## WORK INSTRUCTIONS
This exercise asks for the entries to be repeated exactly, without their images.

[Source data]
* * * *

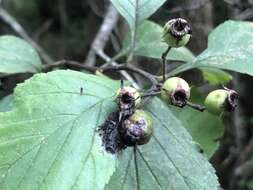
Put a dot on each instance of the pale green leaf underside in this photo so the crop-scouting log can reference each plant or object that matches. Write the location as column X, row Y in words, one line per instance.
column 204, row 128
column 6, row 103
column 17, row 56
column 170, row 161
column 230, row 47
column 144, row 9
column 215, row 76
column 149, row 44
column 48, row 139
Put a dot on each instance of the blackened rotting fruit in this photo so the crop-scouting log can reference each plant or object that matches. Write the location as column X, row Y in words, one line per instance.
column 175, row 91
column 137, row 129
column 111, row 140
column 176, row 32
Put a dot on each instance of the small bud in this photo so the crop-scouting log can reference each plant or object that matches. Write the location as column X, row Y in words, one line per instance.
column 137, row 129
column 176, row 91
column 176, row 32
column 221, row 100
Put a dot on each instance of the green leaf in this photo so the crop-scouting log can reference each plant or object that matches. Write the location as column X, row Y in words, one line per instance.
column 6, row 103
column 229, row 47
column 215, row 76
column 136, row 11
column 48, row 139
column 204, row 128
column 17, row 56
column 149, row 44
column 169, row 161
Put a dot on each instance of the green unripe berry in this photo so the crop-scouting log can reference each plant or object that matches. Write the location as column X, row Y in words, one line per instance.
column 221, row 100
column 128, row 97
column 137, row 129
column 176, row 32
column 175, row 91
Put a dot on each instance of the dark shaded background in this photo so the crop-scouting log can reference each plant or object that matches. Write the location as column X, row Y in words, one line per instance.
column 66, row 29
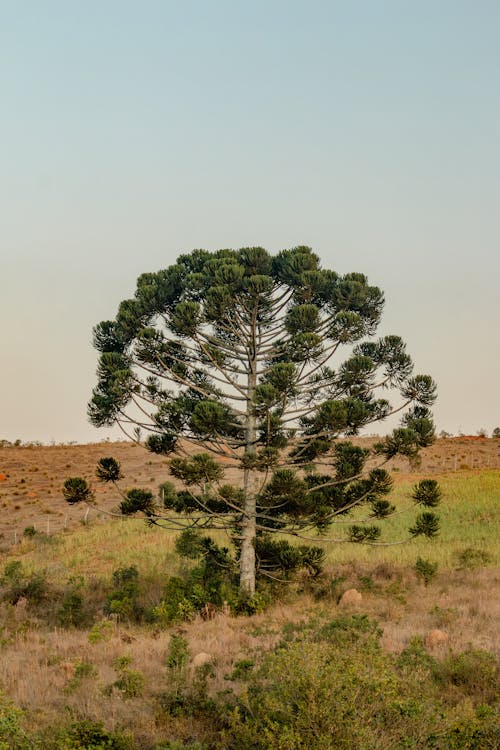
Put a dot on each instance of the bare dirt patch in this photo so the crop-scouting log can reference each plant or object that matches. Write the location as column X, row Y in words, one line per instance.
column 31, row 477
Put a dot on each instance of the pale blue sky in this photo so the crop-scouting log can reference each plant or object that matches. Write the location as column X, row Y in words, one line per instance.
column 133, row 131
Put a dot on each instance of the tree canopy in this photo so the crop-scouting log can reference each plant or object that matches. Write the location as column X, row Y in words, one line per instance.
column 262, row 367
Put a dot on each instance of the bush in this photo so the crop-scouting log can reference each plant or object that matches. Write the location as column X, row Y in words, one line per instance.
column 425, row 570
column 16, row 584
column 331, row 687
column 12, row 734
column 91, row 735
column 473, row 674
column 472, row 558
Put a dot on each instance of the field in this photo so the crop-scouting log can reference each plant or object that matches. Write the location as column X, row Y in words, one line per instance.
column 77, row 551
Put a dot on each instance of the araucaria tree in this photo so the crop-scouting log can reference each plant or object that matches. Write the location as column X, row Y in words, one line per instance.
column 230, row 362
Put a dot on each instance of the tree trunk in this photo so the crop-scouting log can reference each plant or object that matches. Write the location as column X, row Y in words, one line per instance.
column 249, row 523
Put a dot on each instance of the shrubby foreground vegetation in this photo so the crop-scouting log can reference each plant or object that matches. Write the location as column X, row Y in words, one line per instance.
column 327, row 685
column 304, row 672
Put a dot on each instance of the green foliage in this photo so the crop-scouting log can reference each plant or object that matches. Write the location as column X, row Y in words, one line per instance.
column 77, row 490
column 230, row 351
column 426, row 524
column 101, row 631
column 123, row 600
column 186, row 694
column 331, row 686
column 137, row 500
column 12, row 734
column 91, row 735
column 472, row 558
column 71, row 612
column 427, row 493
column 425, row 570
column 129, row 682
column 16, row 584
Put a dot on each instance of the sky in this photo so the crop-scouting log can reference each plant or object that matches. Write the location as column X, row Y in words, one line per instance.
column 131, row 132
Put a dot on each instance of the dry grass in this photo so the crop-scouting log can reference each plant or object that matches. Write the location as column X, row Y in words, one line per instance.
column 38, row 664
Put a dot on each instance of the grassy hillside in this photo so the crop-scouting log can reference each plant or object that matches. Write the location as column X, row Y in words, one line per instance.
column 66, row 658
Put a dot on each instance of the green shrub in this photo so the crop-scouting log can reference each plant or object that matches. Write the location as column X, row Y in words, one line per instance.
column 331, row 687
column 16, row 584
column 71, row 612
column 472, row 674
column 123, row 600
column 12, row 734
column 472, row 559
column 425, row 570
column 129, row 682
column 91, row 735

* * * *

## ANSWER BELOW
Put a dot on each instance of the pale green leaf underside in this photo so the crop-scouting log can reference each plant or object that matches. Write the location as column X, row Y in words, one line per instance.
column 204, row 128
column 6, row 103
column 17, row 56
column 170, row 161
column 230, row 47
column 144, row 9
column 215, row 76
column 149, row 44
column 48, row 139
Put a dot on each instance of the blackened rotting fruit in this photo so the crop-scouting log can reference each plant or object that matches. Write the location as column X, row Y in words, one line per instance.
column 175, row 91
column 137, row 129
column 111, row 140
column 176, row 32
Put a dot on each instance of the small bud in this photo so the crop-scouting log can reference each plant or object that matches. Write the location as column X, row Y in words, one line per instance.
column 137, row 129
column 176, row 91
column 176, row 32
column 221, row 100
Put a dot on each instance of the green leaf in this photo so the crop-scouting log can reference each plant or object that matches. Write the location as column X, row Y in words, one line per instance.
column 6, row 103
column 229, row 47
column 215, row 76
column 136, row 11
column 48, row 139
column 204, row 128
column 17, row 56
column 149, row 44
column 169, row 161
Put a dot on each instance of the green unripe berry in this photo so the crop-scouting log can reference each plant or object that matches. Write the location as column X, row Y in words, one line per instance.
column 221, row 100
column 128, row 97
column 137, row 129
column 176, row 32
column 175, row 91
Put a dot on each instance of the dark shaded background in this photo so the crop-scouting log can reference each plant or object that matches. Write the location as column X, row Y in words, one line per instance.
column 66, row 29
Put a dot on each instance of the bare dirt patch in this photo so the crop-scouting log can reference each plant or object that matches. Write the location as column X, row Y in words, one line per instance.
column 31, row 477
Put a dot on each instance of the pale blue sky in this photo so the crop-scouting log can reference each plant or object that matches. Write the location as column X, row Y in words, one line per instance.
column 133, row 131
Put a dot on each instance of the tree canopy in this photo so the crop-scouting log can reference each plant or object that matches. Write the location as column X, row Y in words, one line per instance.
column 262, row 367
Put a dot on each instance of the bush in this photo so the crop-scouting log can reference each plant or object that matches. Write the location as column X, row Y in words, one line per instance.
column 425, row 570
column 16, row 584
column 331, row 687
column 12, row 734
column 91, row 735
column 473, row 674
column 472, row 558
Put a dot on each instance of the field in this photo so the crop-scouting log can reference each plant or object that matches. Write the location as column X, row Y in words, one line per instance.
column 77, row 551
Put a dot on each instance of the araucaria tree in this photo so the crop-scouting log can reference each plant or object that matches. Write the location as column X, row Y in words, one line per instance.
column 230, row 362
Put a dot on each instance of the tree trunk in this photo so the crop-scouting log can reference each plant or object that matches. Write the location as column X, row Y in words, one line per instance.
column 249, row 523
Put a dot on each instance of the shrubby foreground vegetation in this photo so the crop-scouting log can reference each plant or object that matches. Write the location as column X, row Y in words, one line per instance.
column 327, row 685
column 304, row 672
Put a dot on each instance of the green foliage in this photo so the crop-scouting log can reference each plant or object that matches. Write the location as column X, row Y in words, one line per instance.
column 77, row 490
column 230, row 351
column 426, row 524
column 101, row 631
column 123, row 600
column 186, row 694
column 331, row 686
column 137, row 500
column 12, row 734
column 91, row 735
column 472, row 558
column 71, row 612
column 427, row 493
column 425, row 570
column 129, row 682
column 16, row 584
Put a dot on each instance of the sky in this photo so the crop-scouting log can reference each plant or object that matches. Write the location as column X, row Y in words, one line per instance.
column 131, row 132
Put a dot on each instance of the dry grass in this photo so the crop-scouting log can reference each plant or object that matches. Write the location as column X, row Y in words, one line per instance.
column 38, row 664
Put a dot on each instance of the grassy hillside in this photo so the crop-scouting log can reference each plant or object that matches. Write the location as column X, row Y in words, one line per instance.
column 66, row 658
Put a dot on each instance of the green shrub in this photo so the crop-scouting log can reference each plant or object that matches. Write the location as column X, row Y in words, one line per instance.
column 331, row 687
column 16, row 584
column 71, row 612
column 472, row 674
column 123, row 600
column 12, row 734
column 472, row 559
column 425, row 570
column 129, row 682
column 91, row 735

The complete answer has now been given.